* Requirement
Restate the data exactly as given and keep the pictures out.

---------------

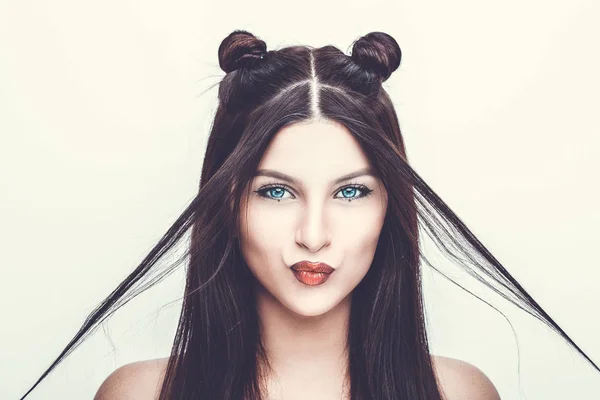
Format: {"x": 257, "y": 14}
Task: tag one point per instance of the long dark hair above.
{"x": 217, "y": 352}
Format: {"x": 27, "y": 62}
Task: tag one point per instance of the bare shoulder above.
{"x": 463, "y": 381}
{"x": 140, "y": 380}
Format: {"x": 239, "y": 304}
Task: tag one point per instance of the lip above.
{"x": 315, "y": 267}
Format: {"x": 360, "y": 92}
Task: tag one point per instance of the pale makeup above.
{"x": 303, "y": 206}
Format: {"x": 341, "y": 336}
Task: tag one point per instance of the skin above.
{"x": 304, "y": 328}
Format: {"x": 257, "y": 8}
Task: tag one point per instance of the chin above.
{"x": 313, "y": 308}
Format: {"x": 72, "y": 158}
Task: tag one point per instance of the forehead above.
{"x": 314, "y": 149}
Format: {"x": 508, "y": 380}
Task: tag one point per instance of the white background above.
{"x": 104, "y": 119}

---------------

* Solution below
Format: {"x": 257, "y": 14}
Task: tag one point per instance of the long dark hair above.
{"x": 217, "y": 352}
Format: {"x": 27, "y": 62}
Task: tag one point per instance of the bare shoulder above.
{"x": 463, "y": 381}
{"x": 140, "y": 380}
Format: {"x": 239, "y": 304}
Task: tag one point per instance of the lip above.
{"x": 315, "y": 267}
Format: {"x": 360, "y": 92}
Task: tag one point per instance of the pale makeup above.
{"x": 303, "y": 206}
Format: {"x": 341, "y": 336}
Task: tag one point per instance of the skin above.
{"x": 304, "y": 328}
Format: {"x": 257, "y": 8}
Task: tag one point per instance of the chin above.
{"x": 313, "y": 308}
Format: {"x": 72, "y": 158}
Task: tag one point per instance of the forehead above.
{"x": 314, "y": 149}
Format: {"x": 508, "y": 380}
Task: tag one point per instance of the white background above.
{"x": 104, "y": 119}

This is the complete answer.